#### Do this:
Set down exactly the lines that run from the line with "Can you see the sky?" to the end of the data, and nothing else.
[start of Entries shown]
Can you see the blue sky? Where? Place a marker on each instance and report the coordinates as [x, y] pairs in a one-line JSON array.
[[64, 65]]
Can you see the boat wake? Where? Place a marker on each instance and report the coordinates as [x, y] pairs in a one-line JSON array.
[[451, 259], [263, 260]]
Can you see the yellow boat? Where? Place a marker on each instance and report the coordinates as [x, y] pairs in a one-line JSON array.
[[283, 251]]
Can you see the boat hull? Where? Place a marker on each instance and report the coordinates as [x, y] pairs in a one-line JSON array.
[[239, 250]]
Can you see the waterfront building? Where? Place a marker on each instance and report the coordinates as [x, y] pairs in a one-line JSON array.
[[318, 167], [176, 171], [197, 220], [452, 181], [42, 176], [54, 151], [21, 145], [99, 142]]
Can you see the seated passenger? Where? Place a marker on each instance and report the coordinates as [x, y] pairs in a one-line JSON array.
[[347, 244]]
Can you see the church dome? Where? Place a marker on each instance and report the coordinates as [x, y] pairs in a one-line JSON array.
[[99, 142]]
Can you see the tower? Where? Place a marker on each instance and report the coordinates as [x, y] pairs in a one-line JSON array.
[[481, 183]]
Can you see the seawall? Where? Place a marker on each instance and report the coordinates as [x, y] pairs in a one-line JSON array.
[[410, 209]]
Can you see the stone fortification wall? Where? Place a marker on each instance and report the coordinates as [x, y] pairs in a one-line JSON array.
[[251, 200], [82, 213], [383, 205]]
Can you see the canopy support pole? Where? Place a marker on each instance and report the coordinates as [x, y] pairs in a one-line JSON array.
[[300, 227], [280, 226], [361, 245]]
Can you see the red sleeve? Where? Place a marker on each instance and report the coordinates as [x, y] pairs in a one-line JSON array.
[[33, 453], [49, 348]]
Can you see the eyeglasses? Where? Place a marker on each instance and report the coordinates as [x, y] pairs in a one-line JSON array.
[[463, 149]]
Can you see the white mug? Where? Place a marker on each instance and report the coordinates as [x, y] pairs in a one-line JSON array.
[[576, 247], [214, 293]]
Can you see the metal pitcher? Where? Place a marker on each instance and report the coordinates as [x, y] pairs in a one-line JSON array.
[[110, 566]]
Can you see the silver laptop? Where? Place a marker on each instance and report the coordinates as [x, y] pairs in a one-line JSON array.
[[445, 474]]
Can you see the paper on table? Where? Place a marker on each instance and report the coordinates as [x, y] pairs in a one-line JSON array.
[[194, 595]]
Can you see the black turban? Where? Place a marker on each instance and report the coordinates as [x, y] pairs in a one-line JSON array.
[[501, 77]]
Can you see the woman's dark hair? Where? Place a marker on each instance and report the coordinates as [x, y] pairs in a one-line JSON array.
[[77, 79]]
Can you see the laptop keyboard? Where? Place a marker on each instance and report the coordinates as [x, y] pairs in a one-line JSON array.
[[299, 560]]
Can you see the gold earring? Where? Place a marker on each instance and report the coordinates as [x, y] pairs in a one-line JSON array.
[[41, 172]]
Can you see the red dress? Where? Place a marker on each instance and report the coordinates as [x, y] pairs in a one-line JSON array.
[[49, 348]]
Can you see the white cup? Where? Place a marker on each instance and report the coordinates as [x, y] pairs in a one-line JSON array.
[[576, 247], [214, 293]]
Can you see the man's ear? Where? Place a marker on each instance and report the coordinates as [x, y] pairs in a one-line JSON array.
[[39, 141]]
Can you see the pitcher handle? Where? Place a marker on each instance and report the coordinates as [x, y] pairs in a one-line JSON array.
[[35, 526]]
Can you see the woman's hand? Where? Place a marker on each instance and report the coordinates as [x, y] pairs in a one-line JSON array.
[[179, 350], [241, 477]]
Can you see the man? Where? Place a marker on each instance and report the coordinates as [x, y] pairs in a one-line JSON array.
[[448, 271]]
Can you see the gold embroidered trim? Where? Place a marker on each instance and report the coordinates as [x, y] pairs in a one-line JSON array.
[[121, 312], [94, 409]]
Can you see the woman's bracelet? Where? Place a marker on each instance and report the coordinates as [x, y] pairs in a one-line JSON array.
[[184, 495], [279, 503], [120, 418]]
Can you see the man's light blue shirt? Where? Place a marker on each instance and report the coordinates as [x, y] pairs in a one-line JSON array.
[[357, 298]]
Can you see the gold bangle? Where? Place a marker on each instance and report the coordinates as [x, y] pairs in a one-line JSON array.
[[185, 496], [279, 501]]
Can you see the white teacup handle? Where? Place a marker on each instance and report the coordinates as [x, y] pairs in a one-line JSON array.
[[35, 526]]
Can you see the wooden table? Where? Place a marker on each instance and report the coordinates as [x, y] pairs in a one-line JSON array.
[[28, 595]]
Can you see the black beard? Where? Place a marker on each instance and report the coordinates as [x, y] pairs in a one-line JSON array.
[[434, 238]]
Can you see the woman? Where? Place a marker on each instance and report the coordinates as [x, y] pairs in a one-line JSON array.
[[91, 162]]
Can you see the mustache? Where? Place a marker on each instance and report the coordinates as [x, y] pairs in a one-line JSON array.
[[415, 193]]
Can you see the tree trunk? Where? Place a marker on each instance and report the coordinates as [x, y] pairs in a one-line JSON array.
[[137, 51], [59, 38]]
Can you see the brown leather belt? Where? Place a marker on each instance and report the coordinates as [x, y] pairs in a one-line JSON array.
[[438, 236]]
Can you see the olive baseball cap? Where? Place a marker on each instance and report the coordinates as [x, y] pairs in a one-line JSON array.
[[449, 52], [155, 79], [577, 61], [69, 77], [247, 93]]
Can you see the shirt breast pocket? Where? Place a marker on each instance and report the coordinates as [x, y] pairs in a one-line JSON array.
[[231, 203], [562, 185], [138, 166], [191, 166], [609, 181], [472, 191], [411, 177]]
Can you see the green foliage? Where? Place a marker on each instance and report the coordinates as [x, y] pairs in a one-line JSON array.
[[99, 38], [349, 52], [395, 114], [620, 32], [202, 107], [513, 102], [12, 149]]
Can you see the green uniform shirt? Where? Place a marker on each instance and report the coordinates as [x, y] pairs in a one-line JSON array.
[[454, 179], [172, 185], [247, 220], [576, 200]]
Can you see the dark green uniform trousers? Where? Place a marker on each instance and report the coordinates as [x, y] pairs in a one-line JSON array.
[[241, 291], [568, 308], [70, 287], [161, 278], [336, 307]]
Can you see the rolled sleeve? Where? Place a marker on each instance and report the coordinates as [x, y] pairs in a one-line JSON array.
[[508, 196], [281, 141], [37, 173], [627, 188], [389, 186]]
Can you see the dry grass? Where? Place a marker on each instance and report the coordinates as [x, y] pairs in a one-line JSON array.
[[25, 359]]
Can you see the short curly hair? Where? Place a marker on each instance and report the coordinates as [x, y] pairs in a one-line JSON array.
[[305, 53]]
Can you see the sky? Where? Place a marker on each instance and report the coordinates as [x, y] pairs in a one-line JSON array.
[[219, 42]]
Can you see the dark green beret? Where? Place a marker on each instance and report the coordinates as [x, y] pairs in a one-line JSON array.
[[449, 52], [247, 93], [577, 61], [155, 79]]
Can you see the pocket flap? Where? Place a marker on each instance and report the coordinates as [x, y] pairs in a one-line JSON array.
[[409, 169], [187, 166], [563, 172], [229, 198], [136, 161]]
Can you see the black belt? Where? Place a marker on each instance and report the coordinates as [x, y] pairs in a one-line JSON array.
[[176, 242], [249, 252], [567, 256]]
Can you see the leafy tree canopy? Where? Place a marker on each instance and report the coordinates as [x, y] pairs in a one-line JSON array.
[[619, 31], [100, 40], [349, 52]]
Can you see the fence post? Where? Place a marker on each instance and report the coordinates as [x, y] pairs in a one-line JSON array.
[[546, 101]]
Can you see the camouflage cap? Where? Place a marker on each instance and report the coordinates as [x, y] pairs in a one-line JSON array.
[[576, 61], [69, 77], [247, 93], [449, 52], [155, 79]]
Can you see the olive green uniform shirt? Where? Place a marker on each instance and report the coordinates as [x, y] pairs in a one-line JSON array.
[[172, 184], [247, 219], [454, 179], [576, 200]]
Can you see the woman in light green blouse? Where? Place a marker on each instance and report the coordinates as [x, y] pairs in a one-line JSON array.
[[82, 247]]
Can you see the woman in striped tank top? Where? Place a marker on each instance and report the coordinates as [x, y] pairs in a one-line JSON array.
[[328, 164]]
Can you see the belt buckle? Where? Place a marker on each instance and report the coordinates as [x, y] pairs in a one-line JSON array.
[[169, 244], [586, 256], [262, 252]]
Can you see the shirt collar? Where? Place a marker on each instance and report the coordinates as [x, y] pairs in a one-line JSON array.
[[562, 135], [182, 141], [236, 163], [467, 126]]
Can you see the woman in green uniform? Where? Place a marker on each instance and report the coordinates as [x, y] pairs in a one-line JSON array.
[end of Entries shown]
#### Written solution:
Can you see the sky? Where? Place a marker on each instance and report the coordinates as [x, y] pairs in a one-line JSON array.
[[219, 42]]
Can you see the dark green beret? Where? Place a marker on each instance and report the coordinates as [x, y] pairs in a one-line JSON array.
[[449, 52], [247, 93], [577, 61], [155, 79]]
Can you see the pocket flap? Where? Place a marker on each instance and report the coordinates as [x, y] pairs in a one-line JSON array.
[[409, 169], [187, 166], [563, 172], [229, 198], [136, 161]]
Can you see the black belt? Where? Place a marker on each instance and report the coordinates as [x, y] pairs in a one-line JSON array.
[[176, 242], [249, 252], [567, 256]]
Can you see the leafy tree canopy? Where? Place a marker on each instance and report the coordinates as [x, y] pairs in a one-line JSON array.
[[619, 31], [100, 40], [349, 52]]
Can you see the fence post? Where? Place a marker on each instance and report the coordinates as [x, y] pairs in a one-line JSON array.
[[546, 101]]
Can you see the camouflage cap? Where? Place a marker on each instance and report the coordinates as [x, y] pairs in a one-line JSON array.
[[576, 61], [69, 77], [247, 93], [449, 52], [155, 79]]
Can you see the olive green uniform shirt? Where? Place a marker on each instance and report the coordinates as [x, y] pairs in a one-line JSON array.
[[172, 184], [247, 219], [454, 179], [576, 200]]
Can you see the woman in light green blouse? Where? Place a marker on each instance and report the coordinates as [x, y] pairs in a one-line JSON array.
[[82, 247]]
Can you see the woman in striped tank top? Where? Place a marker on each instance and report the coordinates as [x, y] pairs in a one-line JSON array.
[[328, 164]]
Can you see the belt buckle? Where? Place a marker on each instance and report the coordinates as [x, y] pairs in a one-line JSON array.
[[169, 244], [586, 256], [262, 252]]
Can you see the shirt collar? Where? Place a marker on each instance and report the coordinates as [x, y] pairs in a one-line JSON array.
[[562, 135], [182, 141], [236, 163], [467, 126]]
Can you see the woman in green uniform? Where? Place a marker on each instance and report the coordinates as [x, y] pairs in a one-line JSON array.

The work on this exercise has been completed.